Reproduce word for word the stretch of the piece on European currency unions that begins with the words "In 1992, the" and runs through "older historic precedent.".

• PAGE EXCERPT
——————
In 1992, the Maastricht Treaty committed the European Union to adopting a single currency, the euro. The most immediate precursor to the euro in existence then was the Exchange Rate Mechanism (ERM) which pegged several European currencies to each other, creating a system of fixed exchange rates. The ERM was established in 1979 and disintegrated in the 1990s under market pressure and runs on the British pound and the Italian lira. However, Europe’s modern currency union does have even older historic precedent.

           In the late 19th century, several European countries agreed to fix their currencies to a common monetary standard based on both gold and silver. Called the Latin Monetary Union (LMU), it lasted for half a century but like currency unions since, it had its problems. It was no doubt a very different kind of institution, but given the troubles faced by the Eurozone in this decade, the failures of the LMU echo today.
——————
• GIVEN INFORMATION
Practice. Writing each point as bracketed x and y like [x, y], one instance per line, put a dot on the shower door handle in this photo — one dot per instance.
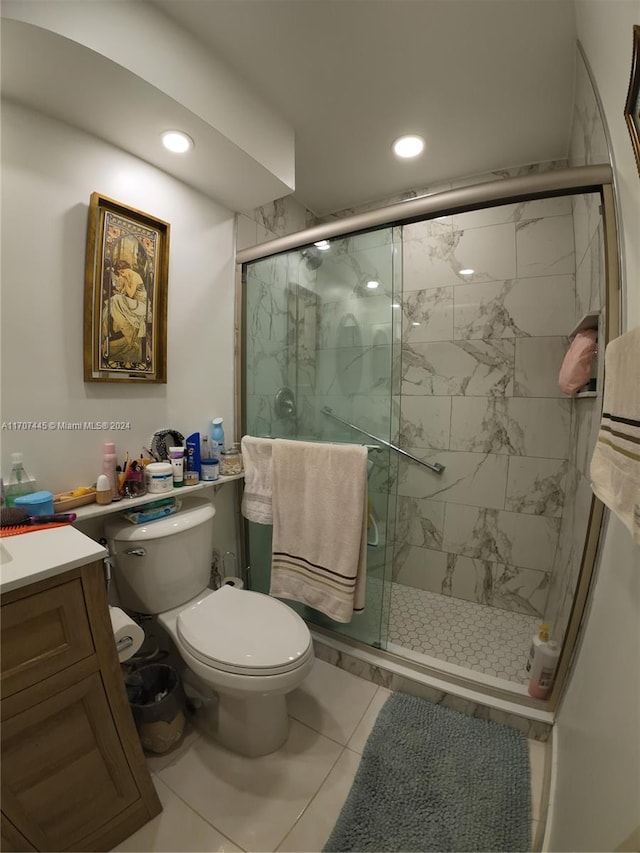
[436, 467]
——————
• RIGHT ANSWER
In 1992, the Maastricht Treaty committed the European Union to adopting a single currency, the euro. The most immediate precursor to the euro in existence then was the Exchange Rate Mechanism (ERM) which pegged several European currencies to each other, creating a system of fixed exchange rates. The ERM was established in 1979 and disintegrated in the 1990s under market pressure and runs on the British pound and the Italian lira. However, Europe’s modern currency union does have even older historic precedent.